Source records:
-------

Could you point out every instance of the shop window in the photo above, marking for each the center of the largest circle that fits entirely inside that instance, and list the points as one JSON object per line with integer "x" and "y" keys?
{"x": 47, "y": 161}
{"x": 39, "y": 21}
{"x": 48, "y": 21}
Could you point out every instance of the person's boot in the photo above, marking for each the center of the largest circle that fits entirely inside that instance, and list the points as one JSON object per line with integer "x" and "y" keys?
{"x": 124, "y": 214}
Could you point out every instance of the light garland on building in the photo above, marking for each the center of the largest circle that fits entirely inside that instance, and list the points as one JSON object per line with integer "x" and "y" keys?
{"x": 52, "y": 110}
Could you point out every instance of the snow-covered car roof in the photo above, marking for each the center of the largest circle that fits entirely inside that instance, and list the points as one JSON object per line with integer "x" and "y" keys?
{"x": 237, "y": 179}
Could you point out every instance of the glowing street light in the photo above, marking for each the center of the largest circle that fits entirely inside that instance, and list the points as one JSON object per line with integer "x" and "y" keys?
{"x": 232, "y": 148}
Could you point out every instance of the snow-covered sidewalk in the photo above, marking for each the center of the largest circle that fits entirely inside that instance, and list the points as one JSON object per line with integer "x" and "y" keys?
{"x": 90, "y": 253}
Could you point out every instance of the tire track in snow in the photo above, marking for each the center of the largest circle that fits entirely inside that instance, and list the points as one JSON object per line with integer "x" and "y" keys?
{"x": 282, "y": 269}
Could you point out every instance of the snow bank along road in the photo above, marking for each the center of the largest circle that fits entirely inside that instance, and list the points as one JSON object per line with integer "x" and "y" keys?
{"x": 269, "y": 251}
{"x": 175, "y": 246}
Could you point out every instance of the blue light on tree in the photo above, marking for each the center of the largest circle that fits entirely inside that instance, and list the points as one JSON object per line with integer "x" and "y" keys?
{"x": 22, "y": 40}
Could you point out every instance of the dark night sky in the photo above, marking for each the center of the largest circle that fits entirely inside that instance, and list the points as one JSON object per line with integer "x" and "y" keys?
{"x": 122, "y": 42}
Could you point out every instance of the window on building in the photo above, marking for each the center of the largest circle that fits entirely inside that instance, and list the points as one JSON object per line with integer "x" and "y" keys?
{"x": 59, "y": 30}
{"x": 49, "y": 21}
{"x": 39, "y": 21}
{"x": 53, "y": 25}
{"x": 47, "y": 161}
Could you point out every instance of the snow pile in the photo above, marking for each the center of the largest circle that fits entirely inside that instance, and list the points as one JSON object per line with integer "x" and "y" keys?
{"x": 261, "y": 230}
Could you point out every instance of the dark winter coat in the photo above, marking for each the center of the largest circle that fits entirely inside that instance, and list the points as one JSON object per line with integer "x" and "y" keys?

-------

Copy the material above word for word, keeping every line unchanged and in the same order.

Exercise result:
Could you point out every instance of the shop window in the photo above, marking for each the center of the largest circle that fits entirely inside that instance, and list the points as one JSON object per line with integer "x" and "y" keys?
{"x": 47, "y": 161}
{"x": 39, "y": 21}
{"x": 48, "y": 21}
Could you point out every instance of the person's boot in the photo above, marking for each the center of the largest circle that fits entirely inside that instance, and list the points as one JSON object per line with integer "x" and "y" keys?
{"x": 124, "y": 214}
Could you point out every instance of the light garland on building in the photo above, marking for each the center of the largest circle that fits entirely inside that instance, and list the points as one JSON object per line with integer "x" and "y" keys?
{"x": 52, "y": 110}
Could you point out every instance of the snow-covered car roof in the photo above, marking for each the center of the largest circle that fits entirely inside that instance, and list the points as one JSON object per line with integer "x" and "y" keys?
{"x": 237, "y": 179}
Could you point out every instance of the glowing street light in the photo above, marking for each the center of the largest circle that fits entirely inside that instance, and list the points as one JSON object per line with integer "x" and "y" keys?
{"x": 232, "y": 148}
Could you point out every instance of the snow-covered sidewalk in the photo above, marking for each the center of the largest circle that fits entirely inside that instance, and list the points as one JSON object per line with integer "x" and "y" keys?
{"x": 90, "y": 253}
Could you point out every instance of the tire track in snow in the photo above, marking for each the center of the largest circle that fits entirely inside that instance, and list the points as one JSON object per line with integer "x" and "y" keys?
{"x": 282, "y": 269}
Could you point out every instance of the snow bank along road in the photo above, marking for each the center of the largest circle that fits entirely inside that instance, and list the points as one JSON object per line with integer "x" and "y" keys?
{"x": 269, "y": 251}
{"x": 175, "y": 246}
Could you point out every instance of the blue light on tree in the photo above, marking for each the center of the largest circle that fits entirely inside that instance, and list the points as one JSON object per line with integer "x" and "y" keys?
{"x": 22, "y": 40}
Could you point out every instance of the dark night sky in the photo above, marking for each the center of the largest circle that fits entirely inside that instance, and list the points as one JSON object per line with integer "x" and "y" keys?
{"x": 122, "y": 42}
Could you point out every instance of the window on building in the photo above, marking for each the center of the largest circle that fits entirely inside that instance, and list the points as one JSON object per line with integer "x" and "y" keys?
{"x": 59, "y": 30}
{"x": 49, "y": 21}
{"x": 39, "y": 21}
{"x": 53, "y": 25}
{"x": 47, "y": 161}
Could you point out every instance of the snow pile in the photo above, marking for each the center of the largest circle that fits entirely inside that instance, and list the points as one JSON object per line with integer "x" and "y" keys?
{"x": 261, "y": 230}
Could you point out every instance of the dark winter coat in the photo above, marking for each the center of the largest circle that fits entirely inside that instance, and list the points as one JSON object per line with integer "x" and "y" keys?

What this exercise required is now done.